_Set problem_
Please turn the rows from the line with "For this exercise we mark the blue" to the line with "[(314, 99), (315, 69)]", both included, into a JSON list of strings with one string per line and blank lines left out.

[Extracted data rows]
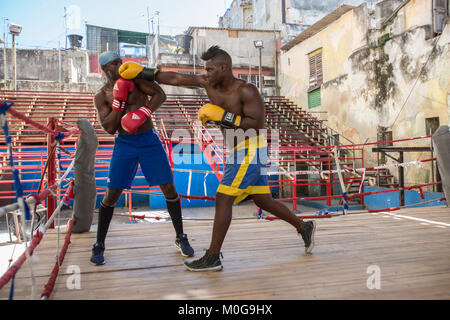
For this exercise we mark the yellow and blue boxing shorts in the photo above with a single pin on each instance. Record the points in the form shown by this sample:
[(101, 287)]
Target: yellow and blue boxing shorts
[(245, 170)]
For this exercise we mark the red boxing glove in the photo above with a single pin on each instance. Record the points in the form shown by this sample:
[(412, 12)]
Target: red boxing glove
[(120, 93), (134, 119)]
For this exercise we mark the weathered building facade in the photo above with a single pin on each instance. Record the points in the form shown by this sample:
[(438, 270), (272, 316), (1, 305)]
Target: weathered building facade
[(377, 74), (51, 70), (289, 16)]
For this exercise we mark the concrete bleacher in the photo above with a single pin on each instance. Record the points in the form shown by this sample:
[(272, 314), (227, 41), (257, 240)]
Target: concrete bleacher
[(296, 127)]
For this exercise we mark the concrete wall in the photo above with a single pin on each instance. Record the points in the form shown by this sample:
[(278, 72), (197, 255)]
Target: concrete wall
[(238, 43), (393, 77), (65, 66)]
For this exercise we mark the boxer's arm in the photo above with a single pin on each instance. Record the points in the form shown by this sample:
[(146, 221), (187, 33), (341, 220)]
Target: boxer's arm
[(151, 88), (253, 110), (108, 118), (181, 80)]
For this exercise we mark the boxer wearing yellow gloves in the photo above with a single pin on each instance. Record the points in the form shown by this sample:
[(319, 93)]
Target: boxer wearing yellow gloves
[(235, 104)]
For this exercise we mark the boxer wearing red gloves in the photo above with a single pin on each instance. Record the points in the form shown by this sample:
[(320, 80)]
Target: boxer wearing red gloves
[(124, 106)]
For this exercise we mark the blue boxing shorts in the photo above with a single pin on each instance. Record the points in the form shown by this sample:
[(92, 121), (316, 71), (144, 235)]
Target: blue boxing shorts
[(145, 149), (245, 170)]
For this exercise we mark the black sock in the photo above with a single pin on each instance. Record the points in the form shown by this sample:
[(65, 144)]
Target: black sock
[(105, 214), (174, 208)]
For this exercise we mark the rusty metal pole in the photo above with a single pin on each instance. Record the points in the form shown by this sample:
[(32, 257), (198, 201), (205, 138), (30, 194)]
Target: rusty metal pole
[(51, 157)]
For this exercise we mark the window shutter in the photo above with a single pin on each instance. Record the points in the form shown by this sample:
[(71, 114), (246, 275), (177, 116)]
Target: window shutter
[(314, 99), (315, 69)]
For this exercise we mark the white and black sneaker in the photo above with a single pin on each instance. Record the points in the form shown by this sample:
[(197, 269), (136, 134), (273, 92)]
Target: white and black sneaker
[(182, 243), (306, 231), (209, 262)]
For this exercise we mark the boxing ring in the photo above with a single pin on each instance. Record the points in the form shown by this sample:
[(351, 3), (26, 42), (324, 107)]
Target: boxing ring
[(147, 260)]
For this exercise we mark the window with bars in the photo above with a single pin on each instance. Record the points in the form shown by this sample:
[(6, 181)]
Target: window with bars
[(440, 12)]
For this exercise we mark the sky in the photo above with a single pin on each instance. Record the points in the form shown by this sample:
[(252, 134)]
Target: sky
[(43, 22)]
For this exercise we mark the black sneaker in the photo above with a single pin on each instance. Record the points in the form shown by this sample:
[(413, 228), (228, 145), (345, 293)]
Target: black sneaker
[(306, 231), (209, 262), (97, 254), (182, 243)]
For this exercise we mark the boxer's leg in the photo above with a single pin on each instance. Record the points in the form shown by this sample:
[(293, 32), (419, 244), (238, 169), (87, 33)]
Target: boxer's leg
[(173, 203), (305, 229)]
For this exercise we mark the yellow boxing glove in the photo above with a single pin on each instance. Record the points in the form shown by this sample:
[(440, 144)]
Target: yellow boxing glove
[(215, 114), (131, 70)]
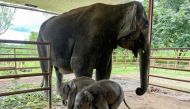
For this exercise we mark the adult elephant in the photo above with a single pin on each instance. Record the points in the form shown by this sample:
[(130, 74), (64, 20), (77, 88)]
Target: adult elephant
[(83, 39)]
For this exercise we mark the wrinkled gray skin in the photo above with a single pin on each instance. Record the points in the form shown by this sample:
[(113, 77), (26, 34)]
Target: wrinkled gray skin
[(104, 94), (69, 89), (83, 39)]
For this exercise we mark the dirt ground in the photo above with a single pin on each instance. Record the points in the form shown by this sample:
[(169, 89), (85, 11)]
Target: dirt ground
[(155, 98)]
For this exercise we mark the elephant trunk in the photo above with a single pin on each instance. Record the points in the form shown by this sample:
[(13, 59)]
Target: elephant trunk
[(144, 67)]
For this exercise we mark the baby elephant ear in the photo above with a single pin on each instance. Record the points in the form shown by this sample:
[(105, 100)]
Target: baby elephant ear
[(89, 96)]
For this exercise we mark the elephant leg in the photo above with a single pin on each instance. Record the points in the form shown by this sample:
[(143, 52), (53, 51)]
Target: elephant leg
[(45, 80), (103, 71), (59, 78), (102, 103)]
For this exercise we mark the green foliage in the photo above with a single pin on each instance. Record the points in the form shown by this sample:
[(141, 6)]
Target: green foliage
[(6, 15), (171, 23), (33, 36)]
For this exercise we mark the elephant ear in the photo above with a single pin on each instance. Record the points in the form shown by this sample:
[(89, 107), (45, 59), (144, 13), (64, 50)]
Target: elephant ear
[(89, 96), (128, 23)]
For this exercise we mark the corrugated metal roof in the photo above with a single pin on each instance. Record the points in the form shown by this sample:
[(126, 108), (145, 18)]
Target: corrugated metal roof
[(60, 6)]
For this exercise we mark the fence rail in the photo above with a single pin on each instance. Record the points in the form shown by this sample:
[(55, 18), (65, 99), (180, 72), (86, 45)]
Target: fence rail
[(177, 60), (15, 59)]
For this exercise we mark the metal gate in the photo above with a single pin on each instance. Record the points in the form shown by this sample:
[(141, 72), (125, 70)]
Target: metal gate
[(15, 60)]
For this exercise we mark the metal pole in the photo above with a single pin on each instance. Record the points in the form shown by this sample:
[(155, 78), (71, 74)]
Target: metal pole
[(50, 75), (150, 16)]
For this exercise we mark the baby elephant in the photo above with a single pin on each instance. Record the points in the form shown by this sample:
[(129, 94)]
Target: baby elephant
[(69, 89), (104, 94)]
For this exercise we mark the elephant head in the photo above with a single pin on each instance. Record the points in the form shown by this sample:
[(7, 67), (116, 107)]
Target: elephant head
[(83, 100), (133, 35)]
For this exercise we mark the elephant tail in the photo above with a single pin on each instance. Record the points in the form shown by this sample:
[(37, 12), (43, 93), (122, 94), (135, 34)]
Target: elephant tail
[(126, 103), (123, 96)]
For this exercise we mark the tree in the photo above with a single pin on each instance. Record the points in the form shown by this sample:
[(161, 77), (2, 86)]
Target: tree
[(33, 36), (171, 23), (6, 15)]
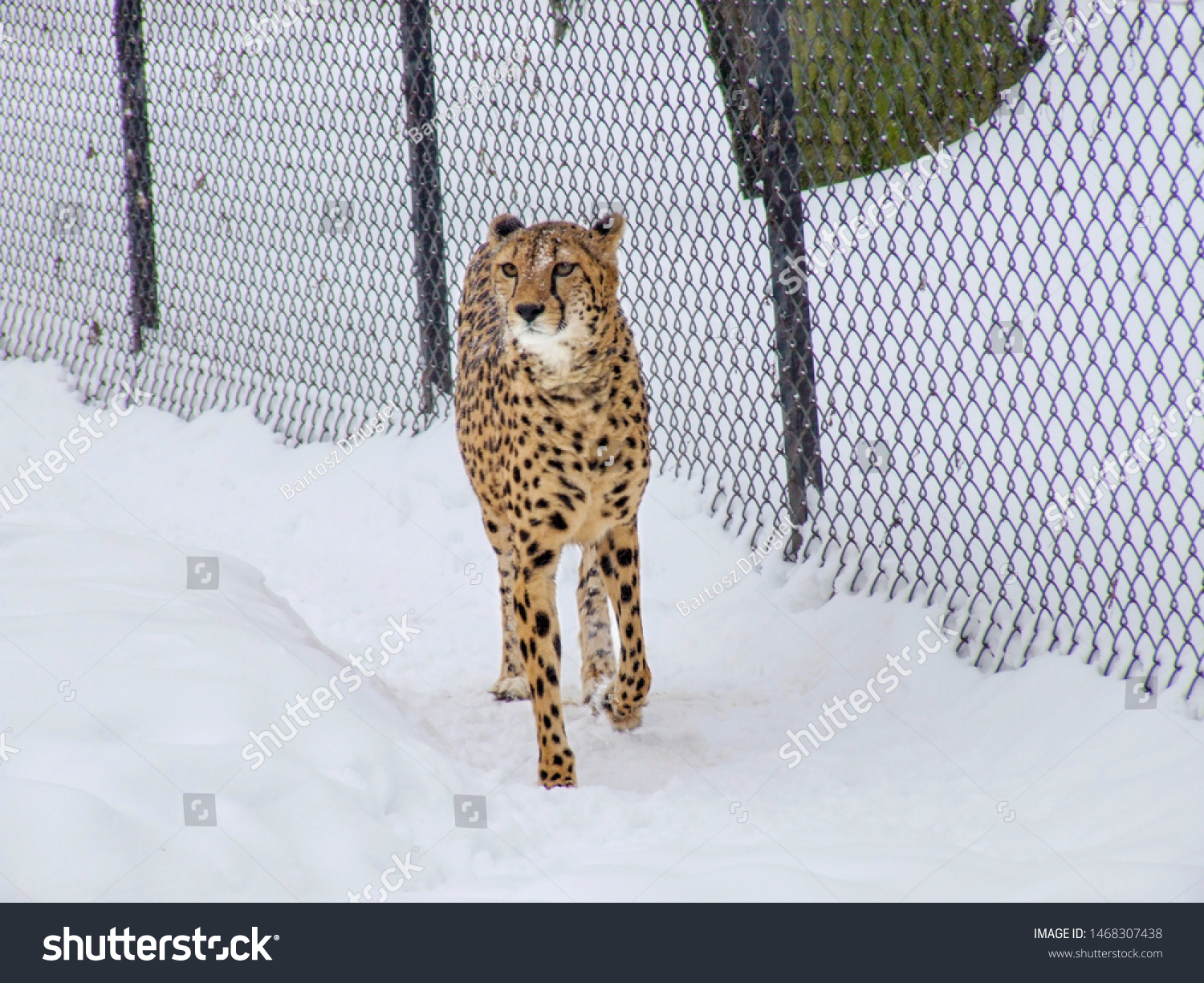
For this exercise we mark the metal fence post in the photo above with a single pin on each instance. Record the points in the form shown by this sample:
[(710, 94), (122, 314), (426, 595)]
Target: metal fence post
[(136, 146), (426, 201), (784, 229)]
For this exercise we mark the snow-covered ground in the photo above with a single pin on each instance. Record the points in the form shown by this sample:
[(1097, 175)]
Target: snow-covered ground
[(124, 694)]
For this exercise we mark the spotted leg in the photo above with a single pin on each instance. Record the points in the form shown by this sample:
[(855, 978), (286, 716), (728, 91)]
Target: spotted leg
[(597, 651), (619, 562), (539, 628), (512, 681)]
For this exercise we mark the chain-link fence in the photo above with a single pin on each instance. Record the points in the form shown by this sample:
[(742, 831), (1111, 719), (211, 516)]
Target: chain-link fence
[(233, 205)]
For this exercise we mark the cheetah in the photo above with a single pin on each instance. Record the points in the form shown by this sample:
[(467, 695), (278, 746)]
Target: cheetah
[(551, 421)]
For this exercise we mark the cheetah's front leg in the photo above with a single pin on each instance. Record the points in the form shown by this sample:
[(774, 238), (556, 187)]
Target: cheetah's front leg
[(597, 653), (510, 682), (619, 559), (535, 603)]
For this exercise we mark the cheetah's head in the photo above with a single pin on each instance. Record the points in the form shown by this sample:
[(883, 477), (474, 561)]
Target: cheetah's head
[(555, 282)]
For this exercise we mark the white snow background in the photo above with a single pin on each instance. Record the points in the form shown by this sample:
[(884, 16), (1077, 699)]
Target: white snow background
[(124, 691)]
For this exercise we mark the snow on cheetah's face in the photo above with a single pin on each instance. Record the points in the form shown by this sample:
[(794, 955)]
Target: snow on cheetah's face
[(553, 281)]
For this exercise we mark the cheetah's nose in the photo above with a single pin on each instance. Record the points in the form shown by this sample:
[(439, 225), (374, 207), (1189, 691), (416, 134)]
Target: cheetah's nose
[(529, 312)]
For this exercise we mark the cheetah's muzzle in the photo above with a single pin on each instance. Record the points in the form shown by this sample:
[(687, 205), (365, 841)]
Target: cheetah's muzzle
[(549, 377)]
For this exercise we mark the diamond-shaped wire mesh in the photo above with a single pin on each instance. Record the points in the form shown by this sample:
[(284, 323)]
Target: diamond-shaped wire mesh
[(238, 205)]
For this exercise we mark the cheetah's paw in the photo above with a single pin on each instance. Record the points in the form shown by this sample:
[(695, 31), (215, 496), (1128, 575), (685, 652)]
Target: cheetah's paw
[(510, 689), (621, 718)]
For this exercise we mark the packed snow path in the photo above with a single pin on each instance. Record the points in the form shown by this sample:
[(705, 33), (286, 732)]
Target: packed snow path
[(125, 696)]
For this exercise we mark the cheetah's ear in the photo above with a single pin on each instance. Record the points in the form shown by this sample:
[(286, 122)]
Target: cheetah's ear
[(608, 231), (502, 226)]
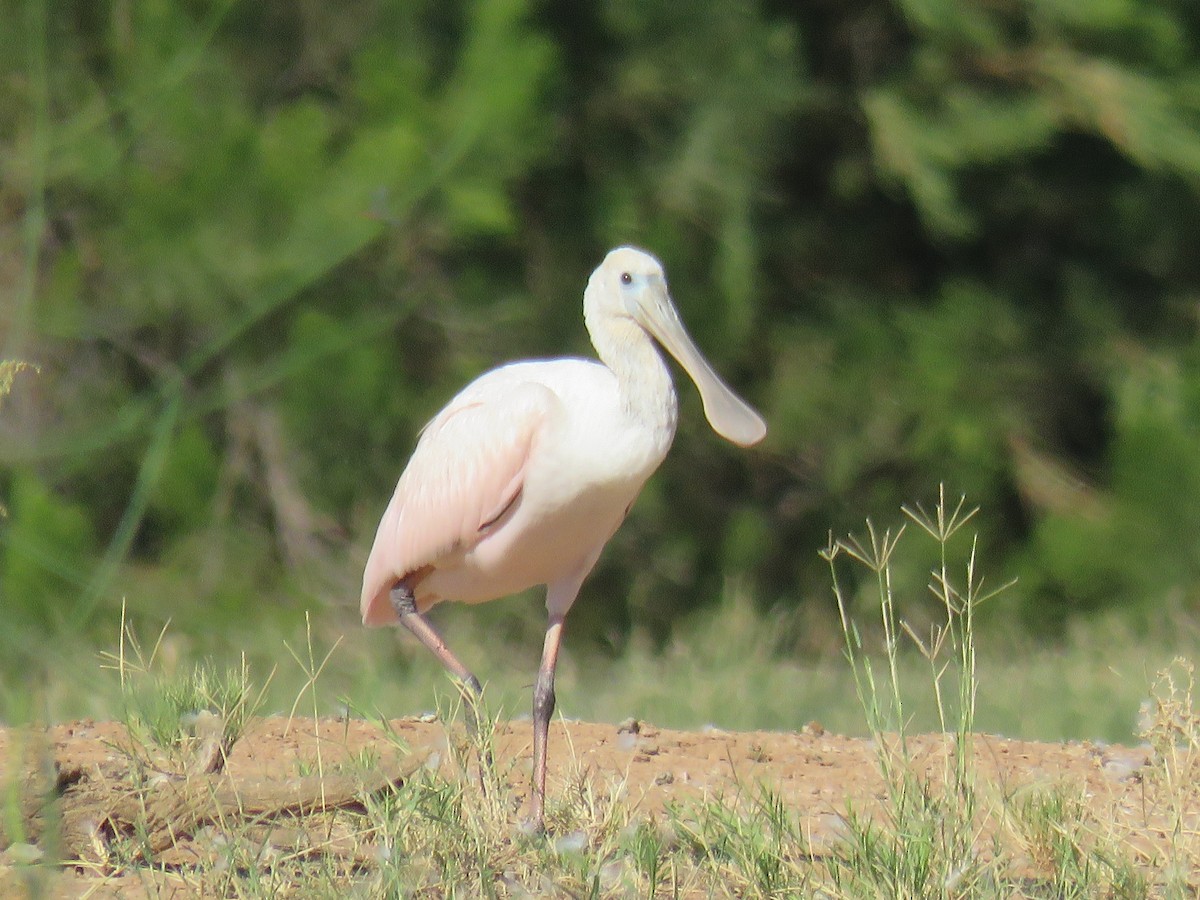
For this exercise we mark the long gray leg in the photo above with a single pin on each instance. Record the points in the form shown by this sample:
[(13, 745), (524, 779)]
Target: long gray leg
[(543, 709)]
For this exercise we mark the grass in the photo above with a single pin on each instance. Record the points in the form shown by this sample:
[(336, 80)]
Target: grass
[(939, 829)]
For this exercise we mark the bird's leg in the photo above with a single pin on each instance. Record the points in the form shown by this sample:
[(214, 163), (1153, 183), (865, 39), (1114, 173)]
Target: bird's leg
[(543, 709), (405, 604)]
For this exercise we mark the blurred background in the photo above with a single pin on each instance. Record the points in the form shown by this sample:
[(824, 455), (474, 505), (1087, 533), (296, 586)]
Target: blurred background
[(252, 246)]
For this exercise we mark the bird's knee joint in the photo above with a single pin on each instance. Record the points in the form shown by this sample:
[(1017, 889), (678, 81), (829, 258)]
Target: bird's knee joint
[(544, 697), (403, 600)]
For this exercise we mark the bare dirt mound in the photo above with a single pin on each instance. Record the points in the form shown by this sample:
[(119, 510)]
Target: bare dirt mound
[(78, 786)]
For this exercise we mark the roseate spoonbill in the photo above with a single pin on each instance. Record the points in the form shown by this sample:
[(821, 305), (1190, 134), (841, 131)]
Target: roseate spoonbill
[(525, 477)]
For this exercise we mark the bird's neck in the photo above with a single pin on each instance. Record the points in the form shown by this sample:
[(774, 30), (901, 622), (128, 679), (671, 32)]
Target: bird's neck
[(642, 376)]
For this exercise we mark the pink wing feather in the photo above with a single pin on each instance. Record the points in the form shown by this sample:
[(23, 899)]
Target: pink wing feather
[(467, 468)]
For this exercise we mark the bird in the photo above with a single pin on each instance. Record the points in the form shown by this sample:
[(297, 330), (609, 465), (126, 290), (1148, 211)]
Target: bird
[(521, 480)]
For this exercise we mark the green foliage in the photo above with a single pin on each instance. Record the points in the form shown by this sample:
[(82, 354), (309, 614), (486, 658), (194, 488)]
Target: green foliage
[(48, 541)]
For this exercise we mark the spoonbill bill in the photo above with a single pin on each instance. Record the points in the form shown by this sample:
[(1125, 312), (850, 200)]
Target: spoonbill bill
[(529, 471)]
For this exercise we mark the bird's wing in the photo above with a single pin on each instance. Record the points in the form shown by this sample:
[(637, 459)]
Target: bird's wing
[(467, 471)]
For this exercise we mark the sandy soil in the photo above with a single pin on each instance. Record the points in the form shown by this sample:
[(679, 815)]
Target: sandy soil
[(87, 765)]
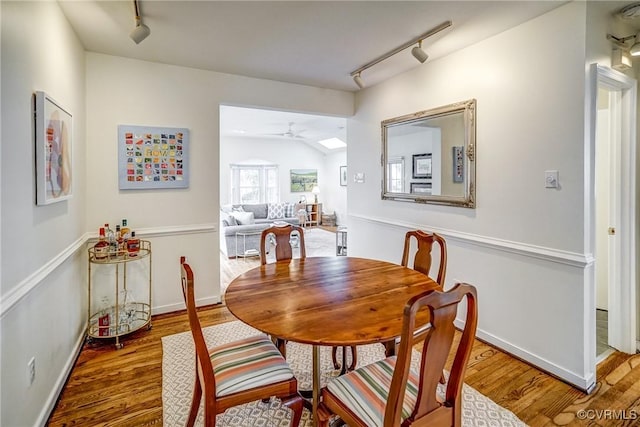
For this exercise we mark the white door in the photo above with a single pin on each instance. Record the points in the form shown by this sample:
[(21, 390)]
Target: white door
[(614, 227)]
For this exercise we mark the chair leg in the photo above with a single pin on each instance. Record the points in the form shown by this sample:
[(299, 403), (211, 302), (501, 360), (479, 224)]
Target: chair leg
[(334, 357), (195, 402), (295, 403), (354, 358)]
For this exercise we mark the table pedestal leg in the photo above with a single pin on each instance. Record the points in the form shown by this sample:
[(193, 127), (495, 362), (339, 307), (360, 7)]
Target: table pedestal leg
[(316, 383)]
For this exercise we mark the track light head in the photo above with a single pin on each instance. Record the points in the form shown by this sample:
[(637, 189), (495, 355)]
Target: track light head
[(418, 53), (140, 32), (635, 48)]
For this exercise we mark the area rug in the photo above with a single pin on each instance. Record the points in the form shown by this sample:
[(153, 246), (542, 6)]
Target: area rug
[(178, 360)]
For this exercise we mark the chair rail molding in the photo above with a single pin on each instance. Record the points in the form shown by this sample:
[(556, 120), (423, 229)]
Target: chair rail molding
[(573, 259), (31, 282)]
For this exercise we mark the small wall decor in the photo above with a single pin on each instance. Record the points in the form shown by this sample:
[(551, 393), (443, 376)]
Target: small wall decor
[(421, 187), (343, 176), (458, 163), (303, 180), (54, 149), (152, 157), (422, 165)]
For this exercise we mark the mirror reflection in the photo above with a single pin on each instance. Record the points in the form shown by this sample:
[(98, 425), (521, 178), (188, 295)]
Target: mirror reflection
[(428, 157)]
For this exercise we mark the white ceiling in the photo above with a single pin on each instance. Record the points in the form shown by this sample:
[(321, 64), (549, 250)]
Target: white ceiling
[(317, 43)]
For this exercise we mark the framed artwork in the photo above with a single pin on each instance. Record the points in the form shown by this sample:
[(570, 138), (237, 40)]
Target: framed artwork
[(54, 149), (422, 165), (152, 157), (458, 163), (343, 176), (303, 180), (421, 187)]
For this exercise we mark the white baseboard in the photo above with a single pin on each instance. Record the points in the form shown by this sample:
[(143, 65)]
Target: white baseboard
[(585, 384), (52, 399)]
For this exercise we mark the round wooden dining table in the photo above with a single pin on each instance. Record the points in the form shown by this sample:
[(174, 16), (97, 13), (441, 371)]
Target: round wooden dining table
[(333, 301)]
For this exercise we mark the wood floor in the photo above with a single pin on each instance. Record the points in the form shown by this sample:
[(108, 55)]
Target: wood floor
[(110, 387)]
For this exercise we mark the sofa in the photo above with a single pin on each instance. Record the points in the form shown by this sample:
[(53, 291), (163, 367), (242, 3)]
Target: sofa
[(250, 220)]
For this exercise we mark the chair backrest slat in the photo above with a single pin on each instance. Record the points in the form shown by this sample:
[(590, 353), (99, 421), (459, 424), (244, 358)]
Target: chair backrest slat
[(422, 259), (203, 362), (283, 247)]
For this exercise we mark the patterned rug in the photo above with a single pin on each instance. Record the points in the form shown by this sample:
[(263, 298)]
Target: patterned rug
[(178, 380)]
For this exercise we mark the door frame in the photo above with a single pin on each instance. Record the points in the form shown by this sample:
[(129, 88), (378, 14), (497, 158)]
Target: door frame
[(622, 295)]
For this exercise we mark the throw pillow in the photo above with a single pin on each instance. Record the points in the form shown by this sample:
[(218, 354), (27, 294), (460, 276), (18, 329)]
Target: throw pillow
[(276, 210), (244, 218)]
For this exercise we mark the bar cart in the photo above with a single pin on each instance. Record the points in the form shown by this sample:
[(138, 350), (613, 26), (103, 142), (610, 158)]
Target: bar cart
[(119, 314)]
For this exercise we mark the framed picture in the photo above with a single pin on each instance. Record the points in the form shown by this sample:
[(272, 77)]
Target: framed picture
[(343, 176), (152, 157), (54, 149), (421, 187), (458, 164), (422, 165), (303, 180)]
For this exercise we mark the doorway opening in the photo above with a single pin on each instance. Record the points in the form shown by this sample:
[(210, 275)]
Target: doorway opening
[(271, 158), (614, 227)]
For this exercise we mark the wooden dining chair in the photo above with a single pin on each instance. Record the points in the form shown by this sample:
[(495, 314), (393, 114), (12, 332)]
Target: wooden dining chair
[(282, 236), (238, 372), (388, 393), (422, 259)]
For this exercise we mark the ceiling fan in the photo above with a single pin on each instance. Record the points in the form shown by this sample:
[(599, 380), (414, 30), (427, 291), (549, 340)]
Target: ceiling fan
[(289, 133)]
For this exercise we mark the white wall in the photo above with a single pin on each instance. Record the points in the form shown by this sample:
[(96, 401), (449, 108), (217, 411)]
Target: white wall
[(124, 91), (43, 259), (523, 246)]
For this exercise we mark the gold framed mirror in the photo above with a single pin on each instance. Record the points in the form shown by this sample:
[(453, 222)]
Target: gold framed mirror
[(429, 156)]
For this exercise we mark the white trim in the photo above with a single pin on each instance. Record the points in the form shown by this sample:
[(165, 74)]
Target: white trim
[(585, 384), (52, 399), (17, 293), (547, 254)]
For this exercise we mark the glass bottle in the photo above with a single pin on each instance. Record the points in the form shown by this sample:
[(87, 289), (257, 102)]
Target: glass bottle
[(125, 231), (111, 239), (133, 245), (101, 248), (119, 241)]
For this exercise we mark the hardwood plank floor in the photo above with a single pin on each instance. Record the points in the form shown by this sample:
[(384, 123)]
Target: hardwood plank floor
[(110, 387)]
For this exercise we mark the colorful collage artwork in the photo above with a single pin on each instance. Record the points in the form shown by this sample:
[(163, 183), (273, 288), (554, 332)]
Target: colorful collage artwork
[(151, 157)]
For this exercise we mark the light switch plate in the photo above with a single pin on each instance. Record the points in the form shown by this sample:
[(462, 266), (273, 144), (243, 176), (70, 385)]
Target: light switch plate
[(551, 179)]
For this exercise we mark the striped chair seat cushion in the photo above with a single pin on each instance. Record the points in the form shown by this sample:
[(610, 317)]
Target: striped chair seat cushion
[(248, 363), (365, 391)]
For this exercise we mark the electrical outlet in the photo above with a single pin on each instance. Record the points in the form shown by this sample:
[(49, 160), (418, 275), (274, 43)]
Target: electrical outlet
[(31, 370)]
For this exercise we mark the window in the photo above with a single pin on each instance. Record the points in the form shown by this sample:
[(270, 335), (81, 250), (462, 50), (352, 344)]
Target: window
[(254, 184), (395, 174)]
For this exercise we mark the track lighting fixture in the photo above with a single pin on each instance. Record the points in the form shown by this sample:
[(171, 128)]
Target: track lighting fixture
[(417, 52), (358, 79), (621, 42), (141, 31)]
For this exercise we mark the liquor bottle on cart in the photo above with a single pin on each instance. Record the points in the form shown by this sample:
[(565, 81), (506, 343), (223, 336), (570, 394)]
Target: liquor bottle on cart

_Task answer_
[
  "For this exercise we mark the blue boxing shorts in the photo above with a single pin on each instance. Record the points in the form shown by this sample:",
  "[(92, 121), (316, 71), (144, 235)]",
  "Target: blue boxing shorts",
  "[(145, 149), (245, 170)]",
  "For this exercise we mark the black sock in the photo above with a single pin on each instance. Record the points in the form shown by this sample:",
  "[(65, 144)]",
  "Target: black sock",
  "[(105, 214), (174, 208)]",
  "For this exercise we mark the rusty metal pole in the photo above with a single pin on each instance. Record the points in the form shown by this sample:",
  "[(32, 257), (198, 201), (205, 138), (30, 194)]",
  "Target: rusty metal pole",
  "[(51, 157)]",
  "For this exercise we mark the window shutter in the photo above with a single pin on each instance. Record the points in the form shown by this sample:",
  "[(71, 114), (246, 275), (177, 116)]",
  "Target: window shutter",
  "[(314, 99), (315, 69)]"
]